= To do =
Pull every line holding the word "snow" out of the data and copy it.

= Raw data =
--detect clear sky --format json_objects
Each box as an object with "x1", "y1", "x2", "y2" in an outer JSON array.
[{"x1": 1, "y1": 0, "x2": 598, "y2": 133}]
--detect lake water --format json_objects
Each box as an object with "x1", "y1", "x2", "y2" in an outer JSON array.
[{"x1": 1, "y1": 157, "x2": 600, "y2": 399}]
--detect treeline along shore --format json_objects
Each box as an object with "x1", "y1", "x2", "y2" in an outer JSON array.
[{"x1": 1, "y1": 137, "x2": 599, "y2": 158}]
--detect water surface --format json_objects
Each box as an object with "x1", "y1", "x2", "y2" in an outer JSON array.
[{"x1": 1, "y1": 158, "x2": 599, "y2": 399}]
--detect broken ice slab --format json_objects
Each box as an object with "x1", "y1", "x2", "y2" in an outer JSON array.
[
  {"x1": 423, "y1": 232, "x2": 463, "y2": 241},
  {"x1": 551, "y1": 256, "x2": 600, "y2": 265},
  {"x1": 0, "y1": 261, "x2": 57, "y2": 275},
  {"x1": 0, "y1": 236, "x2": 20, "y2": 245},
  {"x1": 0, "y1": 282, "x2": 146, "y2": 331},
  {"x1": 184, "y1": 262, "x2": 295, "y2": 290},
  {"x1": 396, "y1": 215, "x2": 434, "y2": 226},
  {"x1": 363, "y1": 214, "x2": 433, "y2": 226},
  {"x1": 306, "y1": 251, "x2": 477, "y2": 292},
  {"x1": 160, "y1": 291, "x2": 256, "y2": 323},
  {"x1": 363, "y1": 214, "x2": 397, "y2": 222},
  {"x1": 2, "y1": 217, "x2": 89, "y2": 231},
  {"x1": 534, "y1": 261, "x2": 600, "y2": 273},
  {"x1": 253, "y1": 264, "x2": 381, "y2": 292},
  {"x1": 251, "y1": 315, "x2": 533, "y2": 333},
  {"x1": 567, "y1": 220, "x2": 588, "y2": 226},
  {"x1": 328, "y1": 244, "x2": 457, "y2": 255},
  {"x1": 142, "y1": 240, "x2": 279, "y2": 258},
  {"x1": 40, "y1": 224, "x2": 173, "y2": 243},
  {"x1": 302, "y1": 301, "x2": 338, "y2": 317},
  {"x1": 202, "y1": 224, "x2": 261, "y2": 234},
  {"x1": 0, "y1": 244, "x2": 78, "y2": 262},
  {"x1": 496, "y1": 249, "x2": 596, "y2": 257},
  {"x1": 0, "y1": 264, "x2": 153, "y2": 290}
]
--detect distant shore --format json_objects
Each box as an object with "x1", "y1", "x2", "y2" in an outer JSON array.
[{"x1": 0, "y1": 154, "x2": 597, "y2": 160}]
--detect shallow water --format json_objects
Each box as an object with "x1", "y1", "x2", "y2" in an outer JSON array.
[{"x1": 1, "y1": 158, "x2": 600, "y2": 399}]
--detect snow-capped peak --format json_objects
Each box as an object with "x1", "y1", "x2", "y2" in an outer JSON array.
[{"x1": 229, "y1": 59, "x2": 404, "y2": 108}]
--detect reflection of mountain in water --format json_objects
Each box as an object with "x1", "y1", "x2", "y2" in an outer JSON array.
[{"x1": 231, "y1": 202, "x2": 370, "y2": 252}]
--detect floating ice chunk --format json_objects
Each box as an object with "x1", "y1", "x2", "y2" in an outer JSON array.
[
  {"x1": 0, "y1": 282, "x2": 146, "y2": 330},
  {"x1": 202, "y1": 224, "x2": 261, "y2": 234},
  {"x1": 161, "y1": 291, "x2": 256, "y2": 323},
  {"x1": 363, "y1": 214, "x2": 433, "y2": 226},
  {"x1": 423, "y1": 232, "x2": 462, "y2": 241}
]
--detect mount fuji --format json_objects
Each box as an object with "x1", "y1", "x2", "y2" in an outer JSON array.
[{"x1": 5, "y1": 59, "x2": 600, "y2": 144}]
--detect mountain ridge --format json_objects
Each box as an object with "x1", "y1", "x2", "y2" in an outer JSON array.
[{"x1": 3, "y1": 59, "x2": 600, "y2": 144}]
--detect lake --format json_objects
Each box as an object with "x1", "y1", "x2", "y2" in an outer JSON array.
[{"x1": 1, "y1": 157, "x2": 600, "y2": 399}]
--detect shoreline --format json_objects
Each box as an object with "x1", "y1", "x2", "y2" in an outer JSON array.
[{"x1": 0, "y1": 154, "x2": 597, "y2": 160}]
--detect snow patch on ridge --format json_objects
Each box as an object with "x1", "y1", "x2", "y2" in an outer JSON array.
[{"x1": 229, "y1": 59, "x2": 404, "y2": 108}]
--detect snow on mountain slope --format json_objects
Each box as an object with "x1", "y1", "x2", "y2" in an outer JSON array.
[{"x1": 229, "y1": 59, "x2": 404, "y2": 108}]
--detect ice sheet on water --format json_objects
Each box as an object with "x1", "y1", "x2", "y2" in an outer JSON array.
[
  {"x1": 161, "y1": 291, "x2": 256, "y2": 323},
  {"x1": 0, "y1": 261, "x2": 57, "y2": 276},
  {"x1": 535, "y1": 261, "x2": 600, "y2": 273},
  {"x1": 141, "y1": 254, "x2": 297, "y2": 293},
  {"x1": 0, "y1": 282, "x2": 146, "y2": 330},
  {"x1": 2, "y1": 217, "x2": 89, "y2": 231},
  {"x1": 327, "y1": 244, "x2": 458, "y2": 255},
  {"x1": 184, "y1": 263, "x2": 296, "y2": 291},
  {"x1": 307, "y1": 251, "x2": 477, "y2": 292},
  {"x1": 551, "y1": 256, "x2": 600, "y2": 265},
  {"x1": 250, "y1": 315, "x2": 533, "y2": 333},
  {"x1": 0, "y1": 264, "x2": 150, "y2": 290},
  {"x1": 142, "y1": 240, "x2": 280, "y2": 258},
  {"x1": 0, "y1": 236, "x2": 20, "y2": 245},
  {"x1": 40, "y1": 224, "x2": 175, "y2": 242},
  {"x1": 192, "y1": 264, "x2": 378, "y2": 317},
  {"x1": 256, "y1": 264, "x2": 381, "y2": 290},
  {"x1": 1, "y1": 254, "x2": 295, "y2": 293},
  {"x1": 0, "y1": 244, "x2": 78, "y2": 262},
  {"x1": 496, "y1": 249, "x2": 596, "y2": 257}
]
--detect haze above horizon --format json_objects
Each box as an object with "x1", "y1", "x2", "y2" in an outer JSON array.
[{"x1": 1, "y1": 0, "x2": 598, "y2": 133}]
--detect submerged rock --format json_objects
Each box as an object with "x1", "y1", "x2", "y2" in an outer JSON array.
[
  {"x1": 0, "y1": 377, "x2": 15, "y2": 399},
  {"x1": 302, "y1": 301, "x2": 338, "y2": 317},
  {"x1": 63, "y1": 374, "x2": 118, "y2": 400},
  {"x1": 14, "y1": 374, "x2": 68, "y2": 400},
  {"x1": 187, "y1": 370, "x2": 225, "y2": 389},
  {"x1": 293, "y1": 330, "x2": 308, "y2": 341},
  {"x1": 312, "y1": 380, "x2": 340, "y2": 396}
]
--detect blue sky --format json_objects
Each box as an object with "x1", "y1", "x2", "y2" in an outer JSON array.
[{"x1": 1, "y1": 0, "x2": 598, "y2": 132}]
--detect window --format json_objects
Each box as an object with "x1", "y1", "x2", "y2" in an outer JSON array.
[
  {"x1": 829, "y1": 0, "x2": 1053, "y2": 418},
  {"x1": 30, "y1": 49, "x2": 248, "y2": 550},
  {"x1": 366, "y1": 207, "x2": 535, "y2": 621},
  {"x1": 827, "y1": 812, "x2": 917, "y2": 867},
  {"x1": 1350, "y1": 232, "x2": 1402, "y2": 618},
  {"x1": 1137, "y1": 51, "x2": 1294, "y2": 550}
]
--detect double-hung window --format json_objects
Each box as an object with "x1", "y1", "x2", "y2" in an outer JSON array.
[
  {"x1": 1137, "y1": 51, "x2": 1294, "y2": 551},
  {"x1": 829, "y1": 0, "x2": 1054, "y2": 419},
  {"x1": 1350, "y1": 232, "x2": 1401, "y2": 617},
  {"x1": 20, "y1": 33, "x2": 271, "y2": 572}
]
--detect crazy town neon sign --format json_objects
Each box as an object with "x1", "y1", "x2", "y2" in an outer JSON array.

= Answer for this exercise =
--detect snow-capped peak --format json_objects
--detect snow patch on ridge --format json_objects
--detect snow on mountain slope --format json_objects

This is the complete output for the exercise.